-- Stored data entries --
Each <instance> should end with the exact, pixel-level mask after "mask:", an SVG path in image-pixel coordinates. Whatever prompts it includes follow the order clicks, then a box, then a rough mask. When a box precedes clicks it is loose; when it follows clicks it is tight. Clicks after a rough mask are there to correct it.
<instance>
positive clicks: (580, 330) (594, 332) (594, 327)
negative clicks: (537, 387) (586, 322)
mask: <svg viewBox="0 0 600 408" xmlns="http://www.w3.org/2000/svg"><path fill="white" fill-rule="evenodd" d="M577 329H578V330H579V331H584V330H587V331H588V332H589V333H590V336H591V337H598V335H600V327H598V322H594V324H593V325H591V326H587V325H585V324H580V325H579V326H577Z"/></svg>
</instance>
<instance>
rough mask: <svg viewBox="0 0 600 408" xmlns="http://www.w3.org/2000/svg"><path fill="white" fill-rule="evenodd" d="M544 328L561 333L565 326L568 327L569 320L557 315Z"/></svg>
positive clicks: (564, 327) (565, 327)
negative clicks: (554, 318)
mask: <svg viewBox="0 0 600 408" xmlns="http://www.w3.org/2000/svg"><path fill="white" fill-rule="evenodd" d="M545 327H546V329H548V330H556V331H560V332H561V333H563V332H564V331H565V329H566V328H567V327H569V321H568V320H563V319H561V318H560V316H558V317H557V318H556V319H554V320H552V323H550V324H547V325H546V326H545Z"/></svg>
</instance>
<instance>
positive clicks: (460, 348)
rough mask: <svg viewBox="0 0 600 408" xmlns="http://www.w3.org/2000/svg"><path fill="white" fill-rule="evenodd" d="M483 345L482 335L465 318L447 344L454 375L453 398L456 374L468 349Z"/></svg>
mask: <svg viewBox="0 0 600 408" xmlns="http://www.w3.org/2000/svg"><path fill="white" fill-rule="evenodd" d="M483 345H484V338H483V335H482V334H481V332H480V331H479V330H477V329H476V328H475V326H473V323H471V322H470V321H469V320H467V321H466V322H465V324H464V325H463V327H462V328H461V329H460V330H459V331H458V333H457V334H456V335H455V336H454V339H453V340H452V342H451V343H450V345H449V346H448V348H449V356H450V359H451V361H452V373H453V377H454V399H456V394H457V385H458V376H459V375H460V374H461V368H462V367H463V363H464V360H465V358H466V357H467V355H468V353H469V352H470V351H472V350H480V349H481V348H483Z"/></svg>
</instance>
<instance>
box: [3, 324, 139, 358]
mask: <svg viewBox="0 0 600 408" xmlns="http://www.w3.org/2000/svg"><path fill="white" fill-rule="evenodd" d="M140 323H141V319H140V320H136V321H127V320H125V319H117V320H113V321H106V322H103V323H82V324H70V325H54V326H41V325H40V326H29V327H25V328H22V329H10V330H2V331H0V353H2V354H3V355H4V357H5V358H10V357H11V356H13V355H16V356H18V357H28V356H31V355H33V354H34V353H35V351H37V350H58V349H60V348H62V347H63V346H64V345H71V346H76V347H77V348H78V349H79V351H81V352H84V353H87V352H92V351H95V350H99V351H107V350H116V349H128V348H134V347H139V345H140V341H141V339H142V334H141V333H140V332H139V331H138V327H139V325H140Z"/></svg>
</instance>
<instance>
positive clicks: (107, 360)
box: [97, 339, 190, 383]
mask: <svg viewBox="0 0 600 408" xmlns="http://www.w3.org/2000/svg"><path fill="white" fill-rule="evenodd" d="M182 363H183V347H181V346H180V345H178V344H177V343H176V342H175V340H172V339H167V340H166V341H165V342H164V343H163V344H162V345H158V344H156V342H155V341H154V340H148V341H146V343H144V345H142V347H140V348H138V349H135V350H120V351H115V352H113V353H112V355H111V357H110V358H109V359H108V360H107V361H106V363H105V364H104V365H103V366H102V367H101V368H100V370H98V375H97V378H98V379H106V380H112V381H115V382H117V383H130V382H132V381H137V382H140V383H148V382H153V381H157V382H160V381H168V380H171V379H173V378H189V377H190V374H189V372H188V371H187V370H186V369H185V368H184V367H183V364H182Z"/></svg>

-- Task to complete --
Please repeat all the records above exactly as they appear.

-- Output for this exercise --
Each <instance> should end with the exact, pixel-level mask after "mask:", an SVG path in image-pixel coordinates. Whatever prompts it includes follow the order clicks, then a box, then a rough mask. When a box precedes clicks it is loose; when it follows clicks it is tight. Clicks after a rough mask are there to correct it.
<instance>
positive clicks: (580, 330) (594, 332) (594, 327)
negative clicks: (537, 387) (586, 322)
mask: <svg viewBox="0 0 600 408" xmlns="http://www.w3.org/2000/svg"><path fill="white" fill-rule="evenodd" d="M577 329H578V330H579V331H584V330H587V331H588V332H589V333H590V336H591V337H598V335H600V327H598V322H594V324H593V325H591V326H587V325H585V324H580V325H579V326H577Z"/></svg>
</instance>
<instance>
rough mask: <svg viewBox="0 0 600 408" xmlns="http://www.w3.org/2000/svg"><path fill="white" fill-rule="evenodd" d="M544 328L561 333L565 326L568 327L569 320L557 315Z"/></svg>
positive clicks: (564, 327) (565, 327)
negative clicks: (554, 318)
mask: <svg viewBox="0 0 600 408" xmlns="http://www.w3.org/2000/svg"><path fill="white" fill-rule="evenodd" d="M545 327H546V329H548V330H556V331H560V332H561V333H563V332H564V331H565V329H566V328H567V327H569V321H568V320H563V319H561V318H560V316H558V317H557V318H556V319H554V320H552V323H550V324H547V325H546V326H545Z"/></svg>
</instance>
<instance>
positive clicks: (460, 348)
rough mask: <svg viewBox="0 0 600 408" xmlns="http://www.w3.org/2000/svg"><path fill="white" fill-rule="evenodd" d="M483 345L482 335L465 318L447 344L454 375L453 398L456 374L468 349Z"/></svg>
mask: <svg viewBox="0 0 600 408" xmlns="http://www.w3.org/2000/svg"><path fill="white" fill-rule="evenodd" d="M483 345H484V338H483V335H482V334H481V332H480V331H479V330H477V329H476V328H475V326H473V323H471V322H470V321H469V320H467V321H466V322H465V324H464V325H463V327H462V328H461V329H460V330H459V331H458V333H457V334H456V335H455V336H454V339H453V340H452V342H451V343H450V345H449V346H448V348H449V356H450V359H451V361H452V373H453V377H454V399H456V394H457V385H458V376H459V375H460V374H461V368H462V367H463V363H464V360H465V358H466V357H467V355H468V353H469V352H470V351H472V350H480V349H481V348H483Z"/></svg>
</instance>
<instance>
box: [3, 324, 139, 358]
mask: <svg viewBox="0 0 600 408" xmlns="http://www.w3.org/2000/svg"><path fill="white" fill-rule="evenodd" d="M140 323H141V319H140V320H136V321H127V320H125V319H117V320H113V321H106V322H103V323H82V324H70V325H54V326H41V325H40V326H29V327H25V328H22V329H10V330H2V331H0V353H2V354H3V355H4V357H5V358H10V357H11V356H13V355H16V356H18V357H28V356H31V355H33V354H34V353H35V351H37V350H58V349H60V348H62V347H63V346H64V345H71V346H76V347H77V348H78V349H79V351H81V352H84V353H87V352H92V351H95V350H99V351H107V350H116V349H128V348H134V347H139V345H140V341H141V339H142V334H141V333H140V332H139V331H138V327H139V325H140Z"/></svg>
</instance>
<instance>
positive clicks: (107, 360)
box: [97, 339, 190, 383]
mask: <svg viewBox="0 0 600 408" xmlns="http://www.w3.org/2000/svg"><path fill="white" fill-rule="evenodd" d="M182 363H183V347H181V346H180V345H178V344H177V343H176V342H175V340H172V339H167V340H166V341H165V342H164V343H163V344H162V345H158V344H156V342H155V341H154V340H148V341H146V343H144V345H142V347H140V348H138V349H135V350H120V351H115V352H113V353H112V355H111V357H110V358H109V359H108V360H107V361H106V363H105V364H104V365H103V366H102V367H101V368H100V370H98V375H97V378H98V379H106V380H112V381H115V382H117V383H130V382H132V381H137V382H140V383H148V382H153V381H157V382H160V381H168V380H171V379H173V378H189V377H190V374H189V372H188V371H187V370H186V369H185V368H184V367H183V364H182Z"/></svg>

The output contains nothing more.